PROBLEM REQUIREMENTS: Rewrite the lines below, changing "integer pixel coordinates" to "whole-number pixel coordinates" wherever it appears and keeping everything else the same.

DATA LINES:
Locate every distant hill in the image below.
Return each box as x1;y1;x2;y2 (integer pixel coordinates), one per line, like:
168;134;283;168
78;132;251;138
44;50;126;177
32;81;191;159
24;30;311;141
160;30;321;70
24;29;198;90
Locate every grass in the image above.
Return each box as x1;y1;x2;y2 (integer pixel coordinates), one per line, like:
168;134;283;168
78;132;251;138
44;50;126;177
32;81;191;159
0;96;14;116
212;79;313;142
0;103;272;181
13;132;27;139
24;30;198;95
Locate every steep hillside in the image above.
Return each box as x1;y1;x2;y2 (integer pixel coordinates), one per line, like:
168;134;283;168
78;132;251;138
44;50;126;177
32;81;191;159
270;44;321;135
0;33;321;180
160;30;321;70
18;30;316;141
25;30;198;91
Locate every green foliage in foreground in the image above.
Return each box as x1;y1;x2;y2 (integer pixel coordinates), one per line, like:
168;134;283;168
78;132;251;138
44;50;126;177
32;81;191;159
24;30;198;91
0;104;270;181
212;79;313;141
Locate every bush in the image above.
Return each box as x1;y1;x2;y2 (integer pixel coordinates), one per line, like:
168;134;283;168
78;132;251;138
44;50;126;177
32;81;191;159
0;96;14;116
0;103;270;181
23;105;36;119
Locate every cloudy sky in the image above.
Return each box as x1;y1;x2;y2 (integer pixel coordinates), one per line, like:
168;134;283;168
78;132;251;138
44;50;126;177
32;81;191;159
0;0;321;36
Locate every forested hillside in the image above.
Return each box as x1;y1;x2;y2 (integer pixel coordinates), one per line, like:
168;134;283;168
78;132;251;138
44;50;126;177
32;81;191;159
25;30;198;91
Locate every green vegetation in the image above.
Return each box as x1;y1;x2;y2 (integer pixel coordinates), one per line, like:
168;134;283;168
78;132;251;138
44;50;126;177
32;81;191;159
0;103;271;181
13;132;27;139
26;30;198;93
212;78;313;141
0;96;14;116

TASK ANSWER:
Locate every distant hill in the image below.
Return each box as x1;y1;x2;y2 (whole-number pixel coordinates), one per line, like:
168;134;283;168
78;132;251;138
44;50;126;177
32;81;191;159
24;30;311;141
160;30;321;70
24;29;198;90
Locate every grass in the image above.
Return each box as x1;y1;x2;y2 (whole-number pixel coordinates), one per line, like:
168;134;283;168
78;132;251;138
44;50;126;177
32;81;191;159
0;96;14;116
212;79;313;142
0;103;272;181
13;132;27;139
24;30;198;95
Locate every steep hillside in the image above.
Return each box as x1;y1;x2;y2 (whole-number pixel coordinates), one per line, like:
168;134;283;168
78;132;251;138
44;50;126;177
32;81;191;159
270;44;321;135
0;33;321;180
160;30;321;70
18;30;316;141
25;30;198;91
Locate every green foliage in foreground in the image above.
Return each box as x1;y1;x2;y2 (whole-number pixel coordinates), one per line, like:
168;134;283;168
78;132;251;138
44;50;126;177
32;81;191;159
24;30;198;91
0;104;270;181
212;79;313;141
Locate every bush in the image above.
Return each box as x1;y1;x2;y2 (whole-number pixel coordinates), one per line, like:
168;134;283;168
78;132;251;138
44;50;126;177
32;81;191;159
0;96;14;116
0;103;270;181
23;105;36;119
Locate every cloudy sky in the image above.
Return each box as x1;y1;x2;y2 (whole-number pixel coordinates), one per line, like:
168;134;283;168
78;132;251;138
44;50;126;177
32;81;191;159
0;0;321;36
Locate every forested hillside in the image above.
Return each box as x1;y1;x2;y2 (whole-number pixel coordinates), one per line, like:
168;134;283;168
78;132;251;138
44;50;126;177
32;81;191;159
25;30;198;91
Locate every green vegetation in the image above.
Return each box as x1;y1;x2;y2 (whole-number pixel coordinates), one per line, like:
168;134;283;168
78;132;251;138
44;50;126;177
32;81;191;159
0;103;271;181
13;132;27;139
26;30;198;93
212;78;313;141
0;96;14;116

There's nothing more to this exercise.